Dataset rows

^^^^^^^^

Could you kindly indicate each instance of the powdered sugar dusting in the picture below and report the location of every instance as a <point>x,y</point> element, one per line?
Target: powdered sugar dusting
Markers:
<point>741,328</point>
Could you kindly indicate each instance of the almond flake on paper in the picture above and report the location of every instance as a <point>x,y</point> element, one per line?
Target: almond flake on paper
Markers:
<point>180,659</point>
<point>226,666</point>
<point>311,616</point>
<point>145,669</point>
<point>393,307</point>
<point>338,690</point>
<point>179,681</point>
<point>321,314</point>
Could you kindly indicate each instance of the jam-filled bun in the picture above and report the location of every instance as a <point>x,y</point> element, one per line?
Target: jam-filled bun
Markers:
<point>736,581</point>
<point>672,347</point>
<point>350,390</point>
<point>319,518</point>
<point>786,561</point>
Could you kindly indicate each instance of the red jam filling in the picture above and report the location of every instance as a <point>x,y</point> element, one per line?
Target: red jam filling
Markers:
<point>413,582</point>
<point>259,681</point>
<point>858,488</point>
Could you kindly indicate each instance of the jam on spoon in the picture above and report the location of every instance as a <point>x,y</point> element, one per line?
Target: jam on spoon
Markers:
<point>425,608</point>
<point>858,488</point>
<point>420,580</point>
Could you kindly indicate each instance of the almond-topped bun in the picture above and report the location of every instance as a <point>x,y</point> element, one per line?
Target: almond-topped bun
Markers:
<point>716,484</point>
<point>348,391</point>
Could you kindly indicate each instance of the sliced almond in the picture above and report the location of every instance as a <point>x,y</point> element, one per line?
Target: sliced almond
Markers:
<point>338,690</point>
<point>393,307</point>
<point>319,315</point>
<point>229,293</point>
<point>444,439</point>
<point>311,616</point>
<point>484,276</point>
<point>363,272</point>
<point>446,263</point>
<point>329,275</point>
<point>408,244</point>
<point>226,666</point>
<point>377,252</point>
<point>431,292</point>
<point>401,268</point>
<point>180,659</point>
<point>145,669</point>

^^^^^^^^

Put each line of the material above into a JSON list of strings, one string per line. Leave out any blank lines.

[
  "Could you kindly indicate each instance of the powdered sugar dusting in the picture below and report the location of every instance as a <point>x,y</point> element, one per line?",
  "Target: powdered sugar dusting",
  "Markers:",
  "<point>741,328</point>",
  "Could you kindly indicate each instance of the almond flake on paper in the picture above and report the location of every instance as a <point>x,y</point> element, one per line?",
  "Target: almond flake on paper",
  "Markers:",
  "<point>180,659</point>",
  "<point>226,666</point>",
  "<point>311,616</point>",
  "<point>145,669</point>",
  "<point>393,307</point>",
  "<point>338,690</point>",
  "<point>179,681</point>",
  "<point>321,314</point>",
  "Could you kindly indicate each instance of the jam-filled bun in the picture above and report the location of every instance as a <point>x,y</point> element, one per line?",
  "Target: jam-filled bun",
  "Markers:",
  "<point>736,581</point>",
  "<point>672,347</point>",
  "<point>350,390</point>",
  "<point>319,518</point>",
  "<point>786,561</point>",
  "Could you kindly indicate each instance of the red jam filling in the picture above and report the location of every instance as a <point>x,y</point> element, one per line?",
  "Target: red jam filling",
  "Markers:",
  "<point>413,582</point>",
  "<point>259,681</point>",
  "<point>858,488</point>",
  "Could you kindly indicate each instance of the jam on spoon in the picture above and report the location of every instance as a <point>x,y</point> element, one per line?",
  "Target: jam on spoon",
  "Markers:",
  "<point>425,608</point>",
  "<point>858,488</point>",
  "<point>420,580</point>",
  "Could you kindly indicate each instance of the almond-topped bun in the picture above and report the location of every instance as a <point>x,y</point> element, one per line?",
  "Target: almond-topped bun",
  "Markers:",
  "<point>716,484</point>",
  "<point>348,391</point>",
  "Could you kindly indicate each instance of the sliced almond in the picture above and report the location of every instance as a <point>x,y</point> element, one per line?",
  "Target: sliced almond",
  "Markers:",
  "<point>338,690</point>",
  "<point>393,307</point>",
  "<point>319,315</point>",
  "<point>229,293</point>",
  "<point>444,439</point>",
  "<point>311,616</point>",
  "<point>484,276</point>",
  "<point>363,272</point>",
  "<point>446,263</point>",
  "<point>329,275</point>",
  "<point>408,244</point>",
  "<point>226,666</point>",
  "<point>377,252</point>",
  "<point>431,292</point>",
  "<point>401,268</point>",
  "<point>180,659</point>",
  "<point>145,669</point>"
]